Selected extract:
ONE L LAW SOURCE: Civil Procedure | Contracts | Criminal Law | Property | Torts | LAWAR | 1LLS Home

Heading: Moore v. Regents of the University of California, 51 Cal. 3d 120, Supreme Court of CA, 1990, 499 U.S. 936 (1991). p66.

Facts: Moore sought treatment for lukemia. During the treatment process UCLA Med Center discovered Moore had an extremely rare and valuable cell type. Without his knowledge they took cells from him and developed their own line of cells named Mo. They patented and sold these cells for hundreds of thousands of dollars, all without Moore’s permission or knowledge.

Procedure: Moore sued for damages in 1984. Causes of action include conversion (wrongful exercise of ownership rights over the personal property of another), lack of informed consent, breach of fiduciary duty, fraud and deceit, and negligent misrepresentation. Trail court sustained D’s demurrers to the conversion cause of action and held that because the conversion cause of action was incorporated into all the other causes of action, these too were defective.

Issue: Does Moore have a case of conversion? Did someone else exercise ownership rights over his property: his cells?

Rule: ??

Holding: Complaint states a cause of action for breach the physician’s disclosure obligations, but not for conversion.

Source information:
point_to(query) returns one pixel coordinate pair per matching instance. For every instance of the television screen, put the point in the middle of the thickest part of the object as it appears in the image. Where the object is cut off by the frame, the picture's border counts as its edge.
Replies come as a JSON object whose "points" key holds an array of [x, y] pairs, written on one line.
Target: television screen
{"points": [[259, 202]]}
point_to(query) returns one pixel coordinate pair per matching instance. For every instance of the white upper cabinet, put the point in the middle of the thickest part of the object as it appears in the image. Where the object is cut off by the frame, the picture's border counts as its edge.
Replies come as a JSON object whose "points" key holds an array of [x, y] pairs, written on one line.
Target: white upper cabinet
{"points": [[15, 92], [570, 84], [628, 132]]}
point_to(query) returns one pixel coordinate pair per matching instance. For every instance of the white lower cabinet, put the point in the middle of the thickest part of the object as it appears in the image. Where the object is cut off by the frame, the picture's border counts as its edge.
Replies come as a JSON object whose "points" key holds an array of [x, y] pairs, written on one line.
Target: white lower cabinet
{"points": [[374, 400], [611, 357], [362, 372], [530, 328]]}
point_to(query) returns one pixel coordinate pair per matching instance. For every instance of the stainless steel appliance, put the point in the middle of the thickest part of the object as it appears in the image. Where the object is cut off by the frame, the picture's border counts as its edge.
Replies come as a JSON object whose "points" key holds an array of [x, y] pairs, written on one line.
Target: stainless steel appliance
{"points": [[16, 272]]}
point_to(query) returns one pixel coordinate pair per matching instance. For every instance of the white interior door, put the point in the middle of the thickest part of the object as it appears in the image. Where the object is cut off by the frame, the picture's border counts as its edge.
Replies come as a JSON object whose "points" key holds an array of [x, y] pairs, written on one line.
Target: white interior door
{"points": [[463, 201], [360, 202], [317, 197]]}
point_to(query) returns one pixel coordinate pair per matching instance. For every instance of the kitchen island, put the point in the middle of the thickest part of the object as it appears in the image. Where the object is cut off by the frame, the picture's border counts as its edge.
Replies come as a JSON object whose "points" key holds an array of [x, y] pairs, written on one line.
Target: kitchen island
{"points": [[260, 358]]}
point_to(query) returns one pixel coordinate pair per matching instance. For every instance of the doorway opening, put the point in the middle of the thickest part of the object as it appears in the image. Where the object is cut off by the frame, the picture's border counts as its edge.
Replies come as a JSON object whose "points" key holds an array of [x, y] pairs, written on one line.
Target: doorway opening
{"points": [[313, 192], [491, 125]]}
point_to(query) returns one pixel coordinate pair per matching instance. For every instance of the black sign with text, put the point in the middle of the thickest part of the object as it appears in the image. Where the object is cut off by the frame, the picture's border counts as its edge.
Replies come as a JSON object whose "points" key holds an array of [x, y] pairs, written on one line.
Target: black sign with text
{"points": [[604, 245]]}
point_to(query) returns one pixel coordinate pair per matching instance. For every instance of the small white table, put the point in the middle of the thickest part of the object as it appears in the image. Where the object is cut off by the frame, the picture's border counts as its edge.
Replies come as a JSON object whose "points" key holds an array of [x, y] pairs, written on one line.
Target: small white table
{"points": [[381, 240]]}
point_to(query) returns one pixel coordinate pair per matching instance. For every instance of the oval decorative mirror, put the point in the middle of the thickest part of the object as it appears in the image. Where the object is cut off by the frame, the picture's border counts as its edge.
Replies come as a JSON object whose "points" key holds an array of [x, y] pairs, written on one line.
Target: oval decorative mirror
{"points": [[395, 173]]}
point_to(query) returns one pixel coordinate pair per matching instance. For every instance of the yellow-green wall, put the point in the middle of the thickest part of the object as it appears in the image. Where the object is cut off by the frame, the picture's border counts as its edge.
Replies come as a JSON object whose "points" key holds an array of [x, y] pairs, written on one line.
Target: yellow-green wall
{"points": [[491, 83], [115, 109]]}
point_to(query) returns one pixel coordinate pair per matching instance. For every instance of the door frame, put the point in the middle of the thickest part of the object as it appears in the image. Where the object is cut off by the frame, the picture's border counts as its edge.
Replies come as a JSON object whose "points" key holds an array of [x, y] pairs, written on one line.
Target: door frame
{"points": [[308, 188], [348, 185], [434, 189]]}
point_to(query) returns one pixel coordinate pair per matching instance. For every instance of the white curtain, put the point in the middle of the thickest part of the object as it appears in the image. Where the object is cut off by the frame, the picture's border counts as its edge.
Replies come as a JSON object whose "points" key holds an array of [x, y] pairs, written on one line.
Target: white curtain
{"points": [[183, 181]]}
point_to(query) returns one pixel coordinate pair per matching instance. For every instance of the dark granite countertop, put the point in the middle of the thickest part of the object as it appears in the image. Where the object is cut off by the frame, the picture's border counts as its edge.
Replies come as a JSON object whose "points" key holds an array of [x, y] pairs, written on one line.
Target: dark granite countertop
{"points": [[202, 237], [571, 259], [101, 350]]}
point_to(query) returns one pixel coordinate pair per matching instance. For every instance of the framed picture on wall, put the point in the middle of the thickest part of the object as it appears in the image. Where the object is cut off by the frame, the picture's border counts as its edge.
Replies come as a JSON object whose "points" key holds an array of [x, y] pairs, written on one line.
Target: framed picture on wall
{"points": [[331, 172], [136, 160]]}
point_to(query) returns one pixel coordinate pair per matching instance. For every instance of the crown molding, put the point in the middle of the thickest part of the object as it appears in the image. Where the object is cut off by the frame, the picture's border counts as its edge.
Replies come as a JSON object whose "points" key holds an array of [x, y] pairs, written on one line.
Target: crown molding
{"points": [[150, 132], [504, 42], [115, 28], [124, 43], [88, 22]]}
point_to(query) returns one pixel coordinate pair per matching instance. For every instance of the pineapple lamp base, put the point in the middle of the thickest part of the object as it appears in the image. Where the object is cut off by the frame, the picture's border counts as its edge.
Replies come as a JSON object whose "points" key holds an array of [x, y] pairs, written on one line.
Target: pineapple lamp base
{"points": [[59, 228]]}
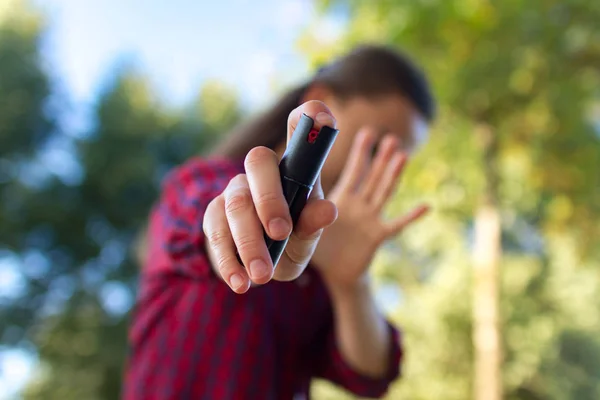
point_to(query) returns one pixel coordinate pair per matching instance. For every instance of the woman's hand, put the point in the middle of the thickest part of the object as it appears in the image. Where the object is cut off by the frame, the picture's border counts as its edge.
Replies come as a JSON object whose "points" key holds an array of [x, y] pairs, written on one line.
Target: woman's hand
{"points": [[252, 201], [347, 247]]}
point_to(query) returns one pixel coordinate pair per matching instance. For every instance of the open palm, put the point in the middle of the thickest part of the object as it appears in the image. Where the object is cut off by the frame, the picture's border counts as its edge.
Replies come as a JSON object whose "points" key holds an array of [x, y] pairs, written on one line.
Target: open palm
{"points": [[347, 247]]}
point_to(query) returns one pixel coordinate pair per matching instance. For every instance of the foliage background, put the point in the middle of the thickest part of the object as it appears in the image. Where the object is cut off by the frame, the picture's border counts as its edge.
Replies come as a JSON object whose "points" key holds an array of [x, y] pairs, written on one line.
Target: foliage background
{"points": [[529, 69]]}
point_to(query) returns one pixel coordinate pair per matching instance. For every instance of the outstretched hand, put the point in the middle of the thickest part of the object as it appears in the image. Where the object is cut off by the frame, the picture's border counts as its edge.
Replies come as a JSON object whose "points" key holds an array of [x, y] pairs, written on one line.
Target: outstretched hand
{"points": [[347, 246]]}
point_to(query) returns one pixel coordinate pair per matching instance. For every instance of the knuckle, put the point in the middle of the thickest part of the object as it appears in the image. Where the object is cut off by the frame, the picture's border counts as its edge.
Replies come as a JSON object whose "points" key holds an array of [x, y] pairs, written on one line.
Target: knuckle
{"points": [[238, 180], [239, 200], [269, 198], [248, 243], [225, 263], [258, 155], [217, 238], [299, 254]]}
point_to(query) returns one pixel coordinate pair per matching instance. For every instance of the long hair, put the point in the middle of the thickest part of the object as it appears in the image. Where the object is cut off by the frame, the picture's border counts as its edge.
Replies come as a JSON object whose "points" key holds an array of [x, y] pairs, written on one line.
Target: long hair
{"points": [[368, 70]]}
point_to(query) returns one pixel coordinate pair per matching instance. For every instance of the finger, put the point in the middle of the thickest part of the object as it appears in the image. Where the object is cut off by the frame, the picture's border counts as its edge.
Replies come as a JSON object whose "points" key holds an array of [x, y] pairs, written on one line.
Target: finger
{"points": [[358, 160], [316, 216], [397, 225], [389, 180], [317, 110], [246, 230], [218, 235], [262, 169], [379, 166]]}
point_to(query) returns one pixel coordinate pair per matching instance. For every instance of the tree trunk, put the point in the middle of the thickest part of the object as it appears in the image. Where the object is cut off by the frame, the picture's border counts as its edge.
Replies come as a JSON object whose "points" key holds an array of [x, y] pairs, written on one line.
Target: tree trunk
{"points": [[487, 253]]}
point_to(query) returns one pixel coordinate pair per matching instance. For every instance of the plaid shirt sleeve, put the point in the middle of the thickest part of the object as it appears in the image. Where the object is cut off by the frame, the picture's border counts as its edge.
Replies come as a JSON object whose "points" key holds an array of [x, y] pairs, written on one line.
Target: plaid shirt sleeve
{"points": [[183, 312], [332, 367]]}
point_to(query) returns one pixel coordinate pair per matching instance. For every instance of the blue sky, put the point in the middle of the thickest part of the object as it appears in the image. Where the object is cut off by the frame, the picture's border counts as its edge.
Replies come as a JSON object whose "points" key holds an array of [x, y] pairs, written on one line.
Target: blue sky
{"points": [[177, 44]]}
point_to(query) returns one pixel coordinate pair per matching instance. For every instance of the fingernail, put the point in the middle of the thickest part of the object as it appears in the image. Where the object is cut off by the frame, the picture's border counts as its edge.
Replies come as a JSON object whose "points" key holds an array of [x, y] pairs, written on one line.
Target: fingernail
{"points": [[324, 119], [259, 269], [279, 228], [236, 281]]}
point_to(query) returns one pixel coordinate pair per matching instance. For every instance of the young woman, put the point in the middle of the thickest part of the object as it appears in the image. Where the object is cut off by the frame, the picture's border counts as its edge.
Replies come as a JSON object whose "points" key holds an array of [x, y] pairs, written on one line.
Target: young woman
{"points": [[209, 327]]}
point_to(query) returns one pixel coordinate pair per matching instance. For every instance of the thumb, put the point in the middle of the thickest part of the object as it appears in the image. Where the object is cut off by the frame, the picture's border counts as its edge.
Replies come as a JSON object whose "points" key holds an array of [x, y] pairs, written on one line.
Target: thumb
{"points": [[316, 110]]}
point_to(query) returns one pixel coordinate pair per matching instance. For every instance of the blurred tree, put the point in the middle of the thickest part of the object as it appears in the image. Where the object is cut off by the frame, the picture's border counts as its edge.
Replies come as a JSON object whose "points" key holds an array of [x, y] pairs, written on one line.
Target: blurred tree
{"points": [[512, 172], [72, 205]]}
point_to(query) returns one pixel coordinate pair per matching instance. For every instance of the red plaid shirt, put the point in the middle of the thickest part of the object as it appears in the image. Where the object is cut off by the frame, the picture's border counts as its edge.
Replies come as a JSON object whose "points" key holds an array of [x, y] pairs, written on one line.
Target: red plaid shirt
{"points": [[193, 338]]}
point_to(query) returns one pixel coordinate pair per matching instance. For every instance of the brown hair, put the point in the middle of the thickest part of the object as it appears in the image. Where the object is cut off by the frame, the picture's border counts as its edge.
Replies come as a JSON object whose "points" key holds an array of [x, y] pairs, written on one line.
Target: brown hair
{"points": [[368, 70]]}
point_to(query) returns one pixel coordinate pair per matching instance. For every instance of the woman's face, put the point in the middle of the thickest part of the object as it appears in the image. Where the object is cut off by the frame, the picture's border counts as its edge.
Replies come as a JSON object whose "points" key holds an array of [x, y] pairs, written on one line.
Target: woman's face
{"points": [[388, 114]]}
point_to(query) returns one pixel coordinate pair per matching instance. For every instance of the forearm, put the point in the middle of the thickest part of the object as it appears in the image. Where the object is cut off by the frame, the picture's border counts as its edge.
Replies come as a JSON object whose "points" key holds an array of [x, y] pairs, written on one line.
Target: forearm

Task goal: Transcribe the portion of the Moore v. Regents case brief starting at "ONE L LAW SOURCE: Civil" and ending at "936 (1991). p66.".

Solution for this problem:
ONE L LAW SOURCE: Civil Procedure | Contracts | Criminal Law | Property | Torts | LAWAR | 1LLS Home

Heading: Moore v. Regents of the University of California, 51 Cal. 3d 120, Supreme Court of CA, 1990, 499 U.S. 936 (1991). p66.